* What to produce
Print, character for character, the portion of the dataset-processing code below that opens with the words "This function prepares" and closes with "except - ! . ?".

* Source text
[Begin]

This function prepares the `casia2015_en` dataset for *n*-gram processing.

In [154]:
def process_c2015en(l, conts, nopunct, exclude, e):

    money = "<$>"
    percent = "<%>"
    
    for i in range(len(l)):
        
        #####remove punctuations except - ! . ?
        #####accounts for many apostrophe edge cases including possession
        
        if (e[0] in l[i]) or (e[1] in l[i]) or (e[2] in l[i]) or (e[3] in l[i]) or (e[4] in l[i]) or (e[5] in l[i]) \
            or (e[6] in l[i]) or (e[7] in l[i]) or (e[8] in l[i]) or (e[9] in l[i]) or (e[10] in l[i]) or (e[11] in l[i]) \
            or (e[12] in l[i]) or (e[13] in l[i]) or (e[14] in l[i]) or (e[15] in l[i]) or (e[16] in l[i]) or (e[17] in l[i]): 
            for item in exclude:
                if item is "\'":
                    indexes = [m.start() for m in re.finditer("\'", l[i])]
                    num = 0
                    for index in indexes:
                        if (e[14] in l[i]) or (e[15] in l[i]):
                            continue
                        t = l[i][index - 2 - num: index - num]
                        if (t != "he") and (t != "He") and (t != "We") and (t != "we") and (t != "It") and \
                        (t != "it") and (t != "So") and (t != "so") and (t != "ho") and \
                        (index - num != 0) and (index - num != len(l[i])):
                            l[i] = l[i][:index - num] + l[i][index + 1 - num:]
                            num += 1
                else:
                    l[i] = l[i].replace(item, "")
        else:
            l[i] = "".join(ch for ch in l[i] if ch not in exclude)
           
        #####replace contractions w/ correct form, add sentence markers
        
        j = l[i].strip()
        #l[i] = start + " " + j[:len(j)-1] + " " + stop
        for x in nopunct:
            if x in l[i]:
                l[i] = l[i].replace(x, conts[nopunct[x]])

[End]

* Extracted entries
[Begin]

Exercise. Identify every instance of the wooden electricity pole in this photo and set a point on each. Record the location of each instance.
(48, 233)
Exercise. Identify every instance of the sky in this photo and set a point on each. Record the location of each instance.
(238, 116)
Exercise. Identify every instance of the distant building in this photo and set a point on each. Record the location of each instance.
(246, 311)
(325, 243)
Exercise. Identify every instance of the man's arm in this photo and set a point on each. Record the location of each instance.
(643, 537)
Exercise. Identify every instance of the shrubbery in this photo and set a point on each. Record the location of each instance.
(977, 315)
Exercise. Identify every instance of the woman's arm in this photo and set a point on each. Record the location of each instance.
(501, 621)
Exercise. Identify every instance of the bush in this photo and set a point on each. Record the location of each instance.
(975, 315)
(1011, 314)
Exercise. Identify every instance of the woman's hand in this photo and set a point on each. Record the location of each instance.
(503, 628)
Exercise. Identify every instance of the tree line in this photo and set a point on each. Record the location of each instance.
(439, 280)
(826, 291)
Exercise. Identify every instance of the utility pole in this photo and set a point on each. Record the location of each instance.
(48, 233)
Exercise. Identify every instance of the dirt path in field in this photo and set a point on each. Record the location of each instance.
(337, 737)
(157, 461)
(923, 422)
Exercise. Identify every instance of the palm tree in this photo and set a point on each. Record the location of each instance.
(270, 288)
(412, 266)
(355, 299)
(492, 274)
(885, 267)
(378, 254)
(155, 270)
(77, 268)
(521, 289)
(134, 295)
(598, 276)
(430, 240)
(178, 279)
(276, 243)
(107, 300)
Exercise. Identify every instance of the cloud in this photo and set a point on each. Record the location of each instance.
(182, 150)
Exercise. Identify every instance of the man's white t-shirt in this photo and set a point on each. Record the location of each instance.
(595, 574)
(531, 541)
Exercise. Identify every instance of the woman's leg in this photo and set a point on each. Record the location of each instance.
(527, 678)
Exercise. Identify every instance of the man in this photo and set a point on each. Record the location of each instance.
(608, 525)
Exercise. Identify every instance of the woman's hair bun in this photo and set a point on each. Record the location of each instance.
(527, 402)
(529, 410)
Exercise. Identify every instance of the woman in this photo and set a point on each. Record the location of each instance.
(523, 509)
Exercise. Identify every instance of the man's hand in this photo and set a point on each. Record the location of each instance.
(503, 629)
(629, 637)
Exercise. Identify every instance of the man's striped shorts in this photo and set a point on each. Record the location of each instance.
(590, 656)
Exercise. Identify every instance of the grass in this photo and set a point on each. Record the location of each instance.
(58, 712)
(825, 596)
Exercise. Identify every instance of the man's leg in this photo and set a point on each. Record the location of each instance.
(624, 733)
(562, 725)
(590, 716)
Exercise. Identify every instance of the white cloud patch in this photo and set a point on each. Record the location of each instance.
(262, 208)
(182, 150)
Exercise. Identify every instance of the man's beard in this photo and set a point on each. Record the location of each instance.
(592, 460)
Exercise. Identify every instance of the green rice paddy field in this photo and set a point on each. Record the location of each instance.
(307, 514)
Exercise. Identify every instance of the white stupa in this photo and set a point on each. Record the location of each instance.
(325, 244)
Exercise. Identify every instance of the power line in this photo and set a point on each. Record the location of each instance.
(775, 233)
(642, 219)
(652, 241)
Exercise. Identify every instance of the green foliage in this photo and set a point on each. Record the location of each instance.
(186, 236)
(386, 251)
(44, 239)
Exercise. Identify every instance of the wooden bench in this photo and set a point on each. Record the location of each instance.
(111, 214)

[End]
[Begin]

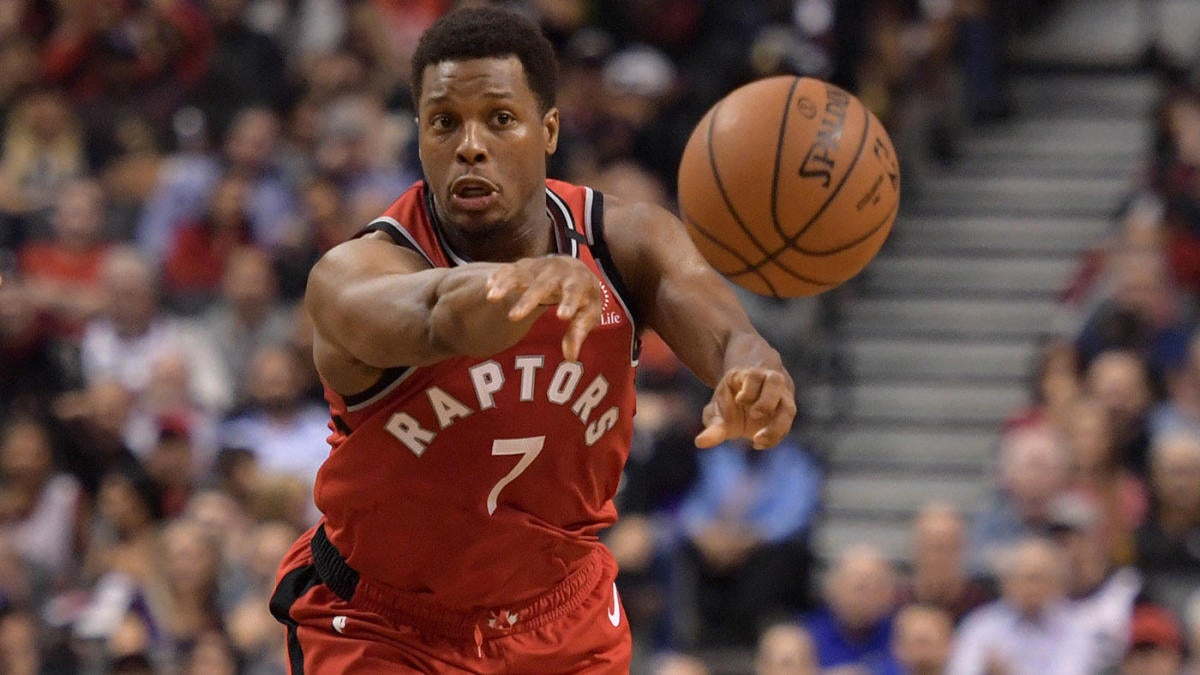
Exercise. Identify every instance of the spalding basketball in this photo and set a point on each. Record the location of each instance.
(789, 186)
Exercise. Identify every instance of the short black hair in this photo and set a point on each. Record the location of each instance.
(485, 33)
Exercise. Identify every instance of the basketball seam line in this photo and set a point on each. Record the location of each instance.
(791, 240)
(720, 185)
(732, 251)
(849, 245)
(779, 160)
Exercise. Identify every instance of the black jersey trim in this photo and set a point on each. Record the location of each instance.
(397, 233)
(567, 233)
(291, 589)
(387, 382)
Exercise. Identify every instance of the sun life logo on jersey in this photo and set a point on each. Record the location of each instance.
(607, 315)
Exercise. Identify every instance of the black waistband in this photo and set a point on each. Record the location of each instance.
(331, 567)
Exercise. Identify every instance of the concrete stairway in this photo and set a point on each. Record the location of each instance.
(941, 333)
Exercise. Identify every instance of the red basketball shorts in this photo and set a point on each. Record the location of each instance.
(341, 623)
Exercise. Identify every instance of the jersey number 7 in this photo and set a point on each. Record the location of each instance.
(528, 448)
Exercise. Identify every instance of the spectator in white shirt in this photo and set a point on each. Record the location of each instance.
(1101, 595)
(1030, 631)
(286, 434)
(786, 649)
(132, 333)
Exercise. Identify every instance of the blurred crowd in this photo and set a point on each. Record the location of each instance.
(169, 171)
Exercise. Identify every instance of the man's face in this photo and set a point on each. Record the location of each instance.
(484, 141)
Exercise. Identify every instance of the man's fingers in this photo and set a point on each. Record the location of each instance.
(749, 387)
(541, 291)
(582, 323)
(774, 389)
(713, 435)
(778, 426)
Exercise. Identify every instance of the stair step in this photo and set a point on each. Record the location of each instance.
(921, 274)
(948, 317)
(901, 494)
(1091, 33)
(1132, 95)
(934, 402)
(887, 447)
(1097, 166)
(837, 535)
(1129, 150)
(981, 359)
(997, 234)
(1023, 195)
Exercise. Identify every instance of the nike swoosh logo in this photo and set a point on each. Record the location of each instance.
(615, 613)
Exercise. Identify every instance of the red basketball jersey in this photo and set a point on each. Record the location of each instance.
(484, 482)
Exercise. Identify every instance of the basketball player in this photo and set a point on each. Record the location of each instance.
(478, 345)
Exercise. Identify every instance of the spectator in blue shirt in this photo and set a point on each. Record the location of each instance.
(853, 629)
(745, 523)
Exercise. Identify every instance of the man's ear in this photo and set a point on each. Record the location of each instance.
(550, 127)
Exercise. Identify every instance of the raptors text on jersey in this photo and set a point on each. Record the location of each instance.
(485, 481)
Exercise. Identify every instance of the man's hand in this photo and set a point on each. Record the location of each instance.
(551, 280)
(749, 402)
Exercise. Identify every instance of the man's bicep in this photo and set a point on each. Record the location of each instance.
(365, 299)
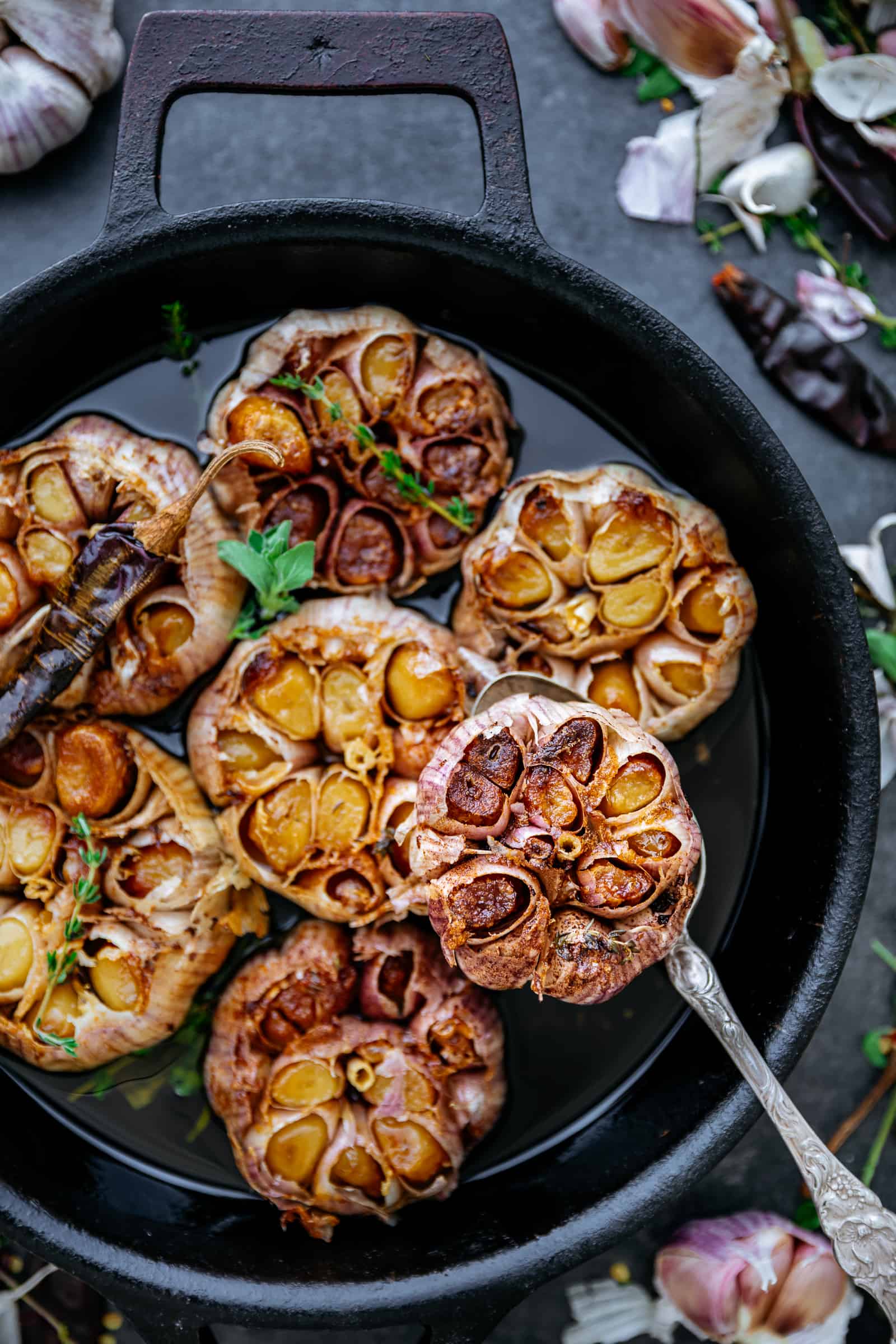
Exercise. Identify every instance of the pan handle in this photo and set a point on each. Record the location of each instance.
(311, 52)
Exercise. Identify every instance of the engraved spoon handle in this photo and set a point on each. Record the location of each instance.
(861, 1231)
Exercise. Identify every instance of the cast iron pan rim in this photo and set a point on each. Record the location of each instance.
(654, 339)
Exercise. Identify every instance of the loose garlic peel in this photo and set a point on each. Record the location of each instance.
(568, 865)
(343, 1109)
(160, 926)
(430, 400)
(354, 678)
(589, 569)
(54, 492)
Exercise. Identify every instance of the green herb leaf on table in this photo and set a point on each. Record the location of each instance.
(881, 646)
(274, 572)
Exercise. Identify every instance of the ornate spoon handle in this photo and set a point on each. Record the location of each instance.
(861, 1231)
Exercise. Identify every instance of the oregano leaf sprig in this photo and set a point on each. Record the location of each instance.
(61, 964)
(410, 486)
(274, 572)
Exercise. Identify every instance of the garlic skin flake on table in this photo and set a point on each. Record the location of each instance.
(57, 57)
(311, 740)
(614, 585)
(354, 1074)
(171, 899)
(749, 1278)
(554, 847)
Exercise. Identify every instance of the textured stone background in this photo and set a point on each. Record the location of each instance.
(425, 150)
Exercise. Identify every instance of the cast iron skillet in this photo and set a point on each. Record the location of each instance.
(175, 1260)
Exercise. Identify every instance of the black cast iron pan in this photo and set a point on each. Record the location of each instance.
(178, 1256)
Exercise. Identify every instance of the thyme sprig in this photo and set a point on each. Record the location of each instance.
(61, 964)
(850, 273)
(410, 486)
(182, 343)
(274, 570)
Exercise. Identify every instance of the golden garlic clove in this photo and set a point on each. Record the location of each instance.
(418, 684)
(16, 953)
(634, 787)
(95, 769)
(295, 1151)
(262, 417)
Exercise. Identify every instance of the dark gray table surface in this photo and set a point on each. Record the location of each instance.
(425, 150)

[End]
[Begin]

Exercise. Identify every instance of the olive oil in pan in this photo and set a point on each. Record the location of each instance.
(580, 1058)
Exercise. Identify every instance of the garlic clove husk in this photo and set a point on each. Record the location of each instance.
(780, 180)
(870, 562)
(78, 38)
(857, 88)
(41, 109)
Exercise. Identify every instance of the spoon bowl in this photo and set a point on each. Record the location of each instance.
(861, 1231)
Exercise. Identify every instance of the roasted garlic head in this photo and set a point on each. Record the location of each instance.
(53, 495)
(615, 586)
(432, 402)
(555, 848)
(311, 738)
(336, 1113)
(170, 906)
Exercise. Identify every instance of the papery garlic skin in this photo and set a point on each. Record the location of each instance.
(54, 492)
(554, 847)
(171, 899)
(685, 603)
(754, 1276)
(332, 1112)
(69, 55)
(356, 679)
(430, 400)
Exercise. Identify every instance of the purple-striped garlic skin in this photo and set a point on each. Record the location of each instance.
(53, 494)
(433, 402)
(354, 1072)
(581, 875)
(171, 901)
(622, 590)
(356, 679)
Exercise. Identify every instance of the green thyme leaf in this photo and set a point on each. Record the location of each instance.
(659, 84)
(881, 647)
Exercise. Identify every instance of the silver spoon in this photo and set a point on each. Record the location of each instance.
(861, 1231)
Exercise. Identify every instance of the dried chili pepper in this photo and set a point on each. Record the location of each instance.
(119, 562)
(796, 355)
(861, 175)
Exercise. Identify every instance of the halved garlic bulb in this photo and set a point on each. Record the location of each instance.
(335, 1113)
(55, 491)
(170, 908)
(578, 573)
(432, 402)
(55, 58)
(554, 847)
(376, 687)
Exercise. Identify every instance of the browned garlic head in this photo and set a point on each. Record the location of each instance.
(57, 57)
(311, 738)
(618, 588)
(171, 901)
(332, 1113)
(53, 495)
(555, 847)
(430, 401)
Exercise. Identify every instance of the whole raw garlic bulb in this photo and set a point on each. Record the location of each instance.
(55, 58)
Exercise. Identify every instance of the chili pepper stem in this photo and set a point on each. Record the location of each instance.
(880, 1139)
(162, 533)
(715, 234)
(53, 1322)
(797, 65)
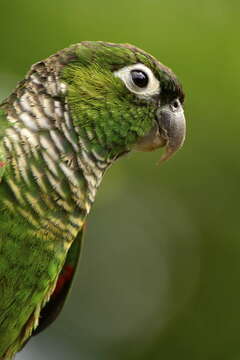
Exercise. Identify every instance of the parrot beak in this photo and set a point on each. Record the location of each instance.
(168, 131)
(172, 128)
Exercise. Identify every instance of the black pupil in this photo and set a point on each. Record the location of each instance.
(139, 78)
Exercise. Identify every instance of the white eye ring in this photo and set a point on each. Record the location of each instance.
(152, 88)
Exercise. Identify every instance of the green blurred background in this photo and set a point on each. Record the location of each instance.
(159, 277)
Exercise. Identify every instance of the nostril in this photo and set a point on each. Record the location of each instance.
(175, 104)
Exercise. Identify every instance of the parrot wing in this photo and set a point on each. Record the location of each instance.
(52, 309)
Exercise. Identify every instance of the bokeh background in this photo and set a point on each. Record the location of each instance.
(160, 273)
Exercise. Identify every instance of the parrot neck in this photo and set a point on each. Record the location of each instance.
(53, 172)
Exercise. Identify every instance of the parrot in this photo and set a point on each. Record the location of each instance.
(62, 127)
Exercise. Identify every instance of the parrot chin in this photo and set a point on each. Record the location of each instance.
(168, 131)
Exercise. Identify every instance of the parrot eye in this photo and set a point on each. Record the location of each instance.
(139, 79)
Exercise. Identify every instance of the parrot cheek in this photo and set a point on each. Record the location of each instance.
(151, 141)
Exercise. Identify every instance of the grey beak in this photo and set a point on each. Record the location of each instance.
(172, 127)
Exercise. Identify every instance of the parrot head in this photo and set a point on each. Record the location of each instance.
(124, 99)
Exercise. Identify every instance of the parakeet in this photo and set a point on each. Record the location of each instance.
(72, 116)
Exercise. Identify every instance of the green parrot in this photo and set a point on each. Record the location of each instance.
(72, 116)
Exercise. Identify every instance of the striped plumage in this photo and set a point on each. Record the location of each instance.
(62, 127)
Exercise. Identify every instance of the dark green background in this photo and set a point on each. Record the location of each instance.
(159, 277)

[End]

* Result of the task
This function prepares the `casia2015_en` dataset for *n*-gram processing.

In [154]:
def process_c2015en(l, conts, nopunct, exclude, e):

    money = "<$>"
    percent = "<%>"
    
    for i in range(len(l)):
        
        #####remove punctuations except - ! . ?